Excerpted passage
It sounds absurd to say it, but 2019 will already be the 8th calendar year in which Jesse Winker has been a part of the Cincinnati Reds organization. Since being drafted 49th overall in the 2012 MLB Draft out of high school, he’s long been touted as a plus hitter with excellent strike zone recognition, and we finally, finally got to see his sweet left-handed swing on display during the best stretch of Reds baseball in years early last summer.
In a 46 game stretch from May 23rd until he injured his shoulder running the bases on July 23rd, Winker wasn’t just a rookie finally making some noise, he was legitimately one of the most elite hitters in all of baseball. That stretch saw him post a 1.001 OPS in 177 PA, in which time he hit .349/.460/.541 with 7 dingers, 32 arby-eyes, and more walks (29) than strikeouts (22). That, folks, is some peak Joey Votto-esque production, and despite the fact that defensive metrics were still bludgeoning his overall WAR values, Winker firmly established in that time that - when healthy - he’s going to be a huge part of the offense going forward.

Work to complete
1. Rewrite the Jesse Winker passage between "In a 46 game" and "offense going forward.", inclusive, substituting "home runs" for "dingers".
2. According to the Jesse Winker passage, what injury ended his 46-game stretch, and how did it happen?

Data records

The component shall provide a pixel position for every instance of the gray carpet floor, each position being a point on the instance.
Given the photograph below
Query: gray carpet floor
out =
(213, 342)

Responses to the tasks
1.
In a 46 game stretch from May 23rd until he injured his shoulder running the bases on July 23rd, Winker wasn’t just a rookie finally making some noise, he was legitimately one of the most elite hitters in all of baseball. That stretch saw him post a 1.001 OPS in 177 PA, in which time he hit .349/.460/.541 with 7 home runs, 32 arby-eyes, and more walks (29) than strikeouts (22). That, folks, is some peak Joey Votto-esque production, and despite the fact that defensive metrics were still bludgeoning his overall WAR values, Winker firmly established in that time that - when healthy - he’s going to be a huge part of the offense going forward.

2. He injured his shoulder running the bases on July 23rd.